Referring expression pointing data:
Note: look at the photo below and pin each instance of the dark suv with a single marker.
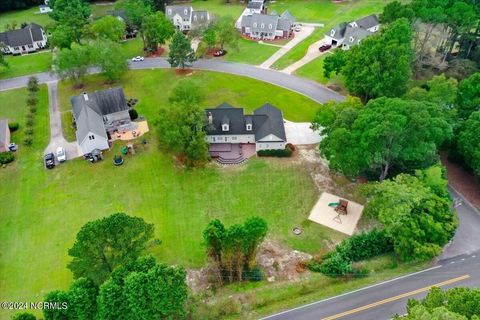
(49, 160)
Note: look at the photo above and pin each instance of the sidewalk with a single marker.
(299, 37)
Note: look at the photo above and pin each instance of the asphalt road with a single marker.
(459, 265)
(306, 87)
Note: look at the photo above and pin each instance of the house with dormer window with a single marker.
(185, 18)
(346, 35)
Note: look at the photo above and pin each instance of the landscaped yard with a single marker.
(26, 64)
(326, 12)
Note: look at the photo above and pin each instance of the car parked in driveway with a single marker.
(324, 47)
(49, 160)
(61, 155)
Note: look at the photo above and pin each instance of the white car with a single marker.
(60, 153)
(137, 59)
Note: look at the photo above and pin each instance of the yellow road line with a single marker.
(400, 296)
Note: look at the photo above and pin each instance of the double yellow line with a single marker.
(400, 296)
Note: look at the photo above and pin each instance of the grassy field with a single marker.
(326, 12)
(26, 64)
(42, 210)
(151, 86)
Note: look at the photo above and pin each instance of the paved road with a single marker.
(56, 134)
(383, 300)
(305, 87)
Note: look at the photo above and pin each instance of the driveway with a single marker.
(299, 133)
(56, 134)
(299, 37)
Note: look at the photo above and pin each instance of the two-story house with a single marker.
(229, 125)
(346, 35)
(98, 116)
(28, 39)
(185, 18)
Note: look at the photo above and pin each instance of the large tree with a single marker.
(468, 98)
(387, 134)
(72, 14)
(469, 142)
(417, 219)
(380, 65)
(143, 289)
(108, 27)
(111, 59)
(73, 63)
(182, 129)
(181, 53)
(157, 29)
(101, 245)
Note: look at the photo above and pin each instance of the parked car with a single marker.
(324, 47)
(12, 147)
(61, 155)
(219, 53)
(49, 161)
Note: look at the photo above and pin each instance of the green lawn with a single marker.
(42, 210)
(326, 12)
(26, 64)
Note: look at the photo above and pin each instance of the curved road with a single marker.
(306, 87)
(459, 263)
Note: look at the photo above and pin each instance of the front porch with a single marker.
(231, 153)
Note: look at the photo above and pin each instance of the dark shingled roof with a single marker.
(102, 102)
(266, 120)
(22, 37)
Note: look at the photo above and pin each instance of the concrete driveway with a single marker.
(299, 37)
(56, 135)
(299, 133)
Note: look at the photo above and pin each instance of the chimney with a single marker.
(210, 118)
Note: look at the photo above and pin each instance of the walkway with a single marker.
(312, 53)
(56, 134)
(299, 37)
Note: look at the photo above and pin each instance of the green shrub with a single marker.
(6, 157)
(13, 126)
(280, 153)
(133, 114)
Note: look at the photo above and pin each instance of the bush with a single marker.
(13, 126)
(6, 157)
(280, 153)
(133, 114)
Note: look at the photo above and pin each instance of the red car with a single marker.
(325, 47)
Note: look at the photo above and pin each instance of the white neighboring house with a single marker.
(28, 39)
(185, 18)
(98, 115)
(229, 125)
(347, 35)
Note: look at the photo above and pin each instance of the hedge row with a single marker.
(358, 247)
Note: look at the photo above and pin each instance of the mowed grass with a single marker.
(326, 12)
(151, 87)
(26, 64)
(42, 210)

- Your goal -
All lines from the one that holds "bush with a single marker." through the end of the records are to be returned exactly, including both boundary lines, and no others.

- Reply -
Note: look at the photo above and pin each instance of the bush with a single marker.
(13, 126)
(6, 157)
(280, 153)
(133, 114)
Note: look at the photo above and pin each instance of the red car with a single marker.
(325, 47)
Note: look at the photo above and pin each instance of the white neighboring house with a single marker.
(28, 39)
(185, 18)
(98, 115)
(229, 125)
(347, 35)
Note: look at the photo above and pin each instance of the hedge row with a single marker.
(358, 247)
Note: look at the photo above and pin each instance of the mowed grass with a single marker.
(326, 12)
(151, 87)
(26, 64)
(42, 210)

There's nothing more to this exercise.